• TASK PROMPT: Select from the records below every line that has the word "bird" in it.

##### TASK INPUT #####

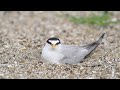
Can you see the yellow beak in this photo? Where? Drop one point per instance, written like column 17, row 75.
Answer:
column 53, row 45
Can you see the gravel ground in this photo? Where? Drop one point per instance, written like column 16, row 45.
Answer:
column 23, row 35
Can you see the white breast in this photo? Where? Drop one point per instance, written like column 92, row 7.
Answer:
column 51, row 55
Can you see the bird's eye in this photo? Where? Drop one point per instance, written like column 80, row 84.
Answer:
column 57, row 43
column 48, row 42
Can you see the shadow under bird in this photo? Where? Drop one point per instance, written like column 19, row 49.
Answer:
column 58, row 53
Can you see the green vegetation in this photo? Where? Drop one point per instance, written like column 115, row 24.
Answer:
column 99, row 20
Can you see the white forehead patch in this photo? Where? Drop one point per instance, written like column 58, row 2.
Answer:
column 54, row 41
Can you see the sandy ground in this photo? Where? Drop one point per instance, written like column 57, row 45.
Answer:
column 23, row 35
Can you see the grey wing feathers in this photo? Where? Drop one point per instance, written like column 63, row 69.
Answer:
column 75, row 54
column 91, row 47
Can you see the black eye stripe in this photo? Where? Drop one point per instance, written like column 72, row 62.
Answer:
column 50, row 39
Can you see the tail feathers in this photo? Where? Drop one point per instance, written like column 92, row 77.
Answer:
column 91, row 47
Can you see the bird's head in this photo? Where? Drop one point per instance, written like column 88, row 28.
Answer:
column 53, row 42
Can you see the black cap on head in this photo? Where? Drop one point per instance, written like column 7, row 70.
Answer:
column 53, row 38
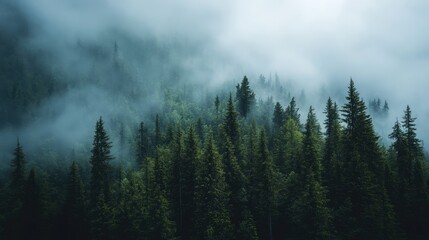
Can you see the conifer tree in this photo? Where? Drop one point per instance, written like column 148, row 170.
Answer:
column 190, row 162
column 331, row 155
column 231, row 126
column 217, row 104
column 158, row 137
column 212, row 220
column 278, row 117
column 74, row 207
column 365, row 199
column 163, row 226
column 100, row 166
column 263, row 193
column 314, row 214
column 291, row 111
column 32, row 209
column 412, row 202
column 18, row 163
column 236, row 182
column 177, row 182
column 142, row 147
column 245, row 97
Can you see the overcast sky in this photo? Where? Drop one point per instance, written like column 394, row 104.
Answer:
column 383, row 45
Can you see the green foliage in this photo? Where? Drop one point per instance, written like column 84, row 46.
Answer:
column 291, row 184
column 74, row 217
column 231, row 126
column 100, row 167
column 212, row 218
column 18, row 173
column 245, row 97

#####

• RESPONSE TO THE TASK:
Can you see the bird's eye in this photo? Where? Drop one point per instance, written like column 80, row 84.
Can you see the shadow under bird in this photo? Where? Drop one point per instance, written like column 19, row 49.
Can you see the bird's head in this photo? Where? Drop one point per instance, written like column 88, row 28.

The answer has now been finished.